Excerpt

-------

It was a great Christmas for the Internet bookseller amazon.com. In the topsy-turvy world of the Internet, Amazon proudly told investors it sold more books at a loss than last Christmas - but there are signs some investors' patience with the strategy of expanding at all costs is wearing a bit thin.

Amazon.com has been hit hardest of all the Internet stocks in the New Year. It sold 20 million items over the Christmas period and, if it can't make money selling that much, Martin Webber asked the New York-based Internet consultant Randy Ramirez why we should believe it ever will?
"As long as Amazon is still selling a million shares or whatever it is a day, people are still going to come back and they are still going to funnel more capital into this company, in the belief that, several years down the road, it will turn a profit and will fall into typical or normal valuation models.

"For a company like Amazon, I could easily see them sustaining this pace for the next ten years. There's still going to be this interest because this Internet medium is not another industry. It is not another fad. It is not a trend. This really is an industrial revolution that connects on a global basis. For the first time, anyone can walk into the living room or office and get connected around the world and have everything that they need almost at their finger-tips.

"That's how typical business models normally work: first you want to dominate on a market share level, you want to keep the interest of the public, you want to garner support and interest in the company and for the products.

-------

Data segment
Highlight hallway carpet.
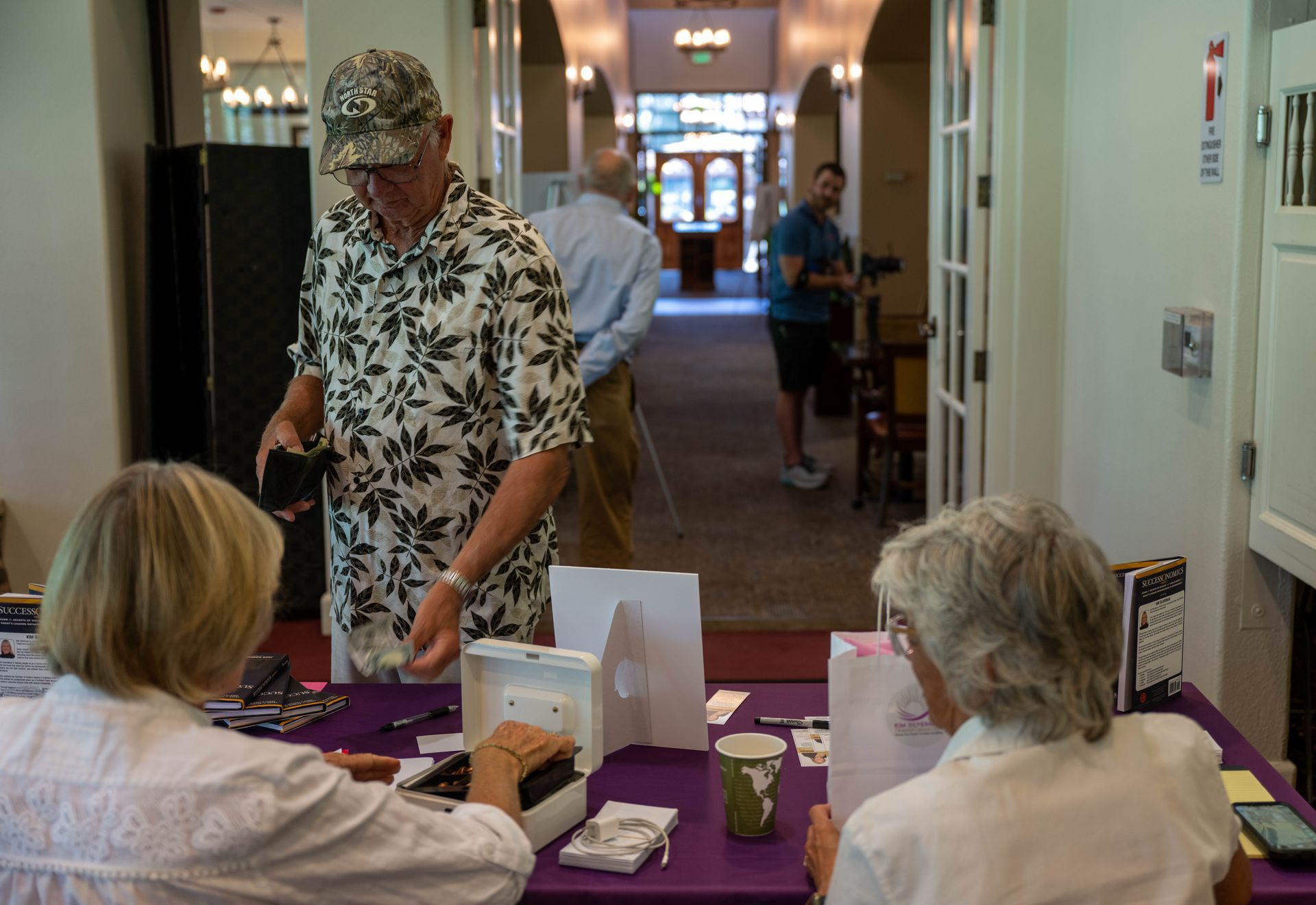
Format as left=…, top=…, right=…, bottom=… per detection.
left=545, top=300, right=923, bottom=632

-------

The tasks
- 1) Answer these about the Amazon article, one line each:
(a) How many items did Amazon sell over the Christmas period?
(b) Where is the Internet consultant Randy Ramirez based?
(c) What did Amazon proudly tell investors?
- 2) Repeat the Amazon article word for word, from "It was a great" up to and including "it ever will?".

Answers per task
- 1)
(a) 20 million items.
(b) New York.
(c) That it sold more books at a loss than last Christmas.

- 2)
It was a great Christmas for the Internet bookseller amazon.com. In the topsy-turvy world of the Internet, Amazon proudly told investors it sold more books at a loss than last Christmas - but there are signs some investors' patience with the strategy of expanding at all costs is wearing a bit thin.

Amazon.com has been hit hardest of all the Internet stocks in the New Year. It sold 20 million items over the Christmas period and, if it can't make money selling that much, Martin Webber asked the New York-based Internet consultant Randy Ramirez why we should believe it ever will?